All of the material below is to be repeated exactly.
* START Available records *
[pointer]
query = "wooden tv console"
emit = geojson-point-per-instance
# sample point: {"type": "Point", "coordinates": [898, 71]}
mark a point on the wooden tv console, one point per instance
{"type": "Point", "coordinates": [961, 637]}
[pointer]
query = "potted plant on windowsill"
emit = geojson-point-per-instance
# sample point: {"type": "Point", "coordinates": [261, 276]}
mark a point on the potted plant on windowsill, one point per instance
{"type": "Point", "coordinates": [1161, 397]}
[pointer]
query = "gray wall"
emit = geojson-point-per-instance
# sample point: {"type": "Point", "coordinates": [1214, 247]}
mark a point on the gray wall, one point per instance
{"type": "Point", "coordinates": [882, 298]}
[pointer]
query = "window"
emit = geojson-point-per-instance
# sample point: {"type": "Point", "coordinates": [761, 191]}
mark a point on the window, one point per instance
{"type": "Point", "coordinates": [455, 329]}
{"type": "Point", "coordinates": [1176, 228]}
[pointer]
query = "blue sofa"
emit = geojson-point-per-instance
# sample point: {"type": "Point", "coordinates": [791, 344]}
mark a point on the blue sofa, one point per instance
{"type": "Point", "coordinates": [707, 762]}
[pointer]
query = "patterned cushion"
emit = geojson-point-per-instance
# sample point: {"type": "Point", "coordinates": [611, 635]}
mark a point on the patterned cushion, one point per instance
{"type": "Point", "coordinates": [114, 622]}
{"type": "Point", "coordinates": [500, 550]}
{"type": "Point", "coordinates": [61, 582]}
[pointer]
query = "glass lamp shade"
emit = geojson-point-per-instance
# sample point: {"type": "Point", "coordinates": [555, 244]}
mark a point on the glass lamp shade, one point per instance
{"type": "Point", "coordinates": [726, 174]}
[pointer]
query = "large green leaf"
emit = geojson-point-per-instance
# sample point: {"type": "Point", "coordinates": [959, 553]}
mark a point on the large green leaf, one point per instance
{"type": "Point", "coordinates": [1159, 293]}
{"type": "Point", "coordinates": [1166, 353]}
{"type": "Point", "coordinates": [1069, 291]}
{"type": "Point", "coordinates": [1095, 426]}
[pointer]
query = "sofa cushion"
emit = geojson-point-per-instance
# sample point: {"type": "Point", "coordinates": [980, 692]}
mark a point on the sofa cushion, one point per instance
* END Available records *
## [Response to this task]
[pointer]
query = "wooden tv console"
emit = geojson-point-per-instance
# sample point: {"type": "Point", "coordinates": [898, 71]}
mark a point on the wooden tv console, one point per instance
{"type": "Point", "coordinates": [961, 637]}
[pointer]
query = "potted plant on windowsill"
emit = geojson-point-per-instance
# sample point: {"type": "Point", "coordinates": [261, 276]}
mark a point on the potted plant on windowsill, one point per instance
{"type": "Point", "coordinates": [1161, 397]}
[pointer]
query = "gray wall"
emit = geojson-point-per-instance
# sample point: {"type": "Point", "coordinates": [1214, 247]}
mark a point on the gray wall, one point per instance
{"type": "Point", "coordinates": [882, 298]}
[pointer]
query = "window"
emit = geojson-point-per-instance
# sample point: {"type": "Point", "coordinates": [761, 191]}
mark a point on the window, one point per instance
{"type": "Point", "coordinates": [455, 329]}
{"type": "Point", "coordinates": [1176, 228]}
[pointer]
query = "blue sofa"
emit = geojson-point-per-instance
# sample point: {"type": "Point", "coordinates": [791, 344]}
mark a point on the blue sofa, one point per instance
{"type": "Point", "coordinates": [707, 762]}
[pointer]
query = "patterned cushion"
emit = geojson-point-per-instance
# sample point: {"type": "Point", "coordinates": [611, 635]}
mark a point on the patterned cushion, one point per instance
{"type": "Point", "coordinates": [114, 622]}
{"type": "Point", "coordinates": [500, 550]}
{"type": "Point", "coordinates": [61, 582]}
[pointer]
query = "glass lamp shade"
emit = geojson-point-per-instance
# sample point: {"type": "Point", "coordinates": [555, 244]}
mark a point on the glass lamp shade, one point per instance
{"type": "Point", "coordinates": [726, 174]}
[pointer]
query = "large green leaf"
emit = geojson-point-per-instance
# sample point: {"type": "Point", "coordinates": [959, 553]}
mark a point on the large green leaf, one point per instance
{"type": "Point", "coordinates": [1159, 293]}
{"type": "Point", "coordinates": [1166, 353]}
{"type": "Point", "coordinates": [1069, 291]}
{"type": "Point", "coordinates": [1095, 426]}
[pointer]
query = "sofa cushion"
emit = geojson-point-per-instance
# sample point: {"type": "Point", "coordinates": [980, 692]}
mark a point on the sofa cushion, one point per instance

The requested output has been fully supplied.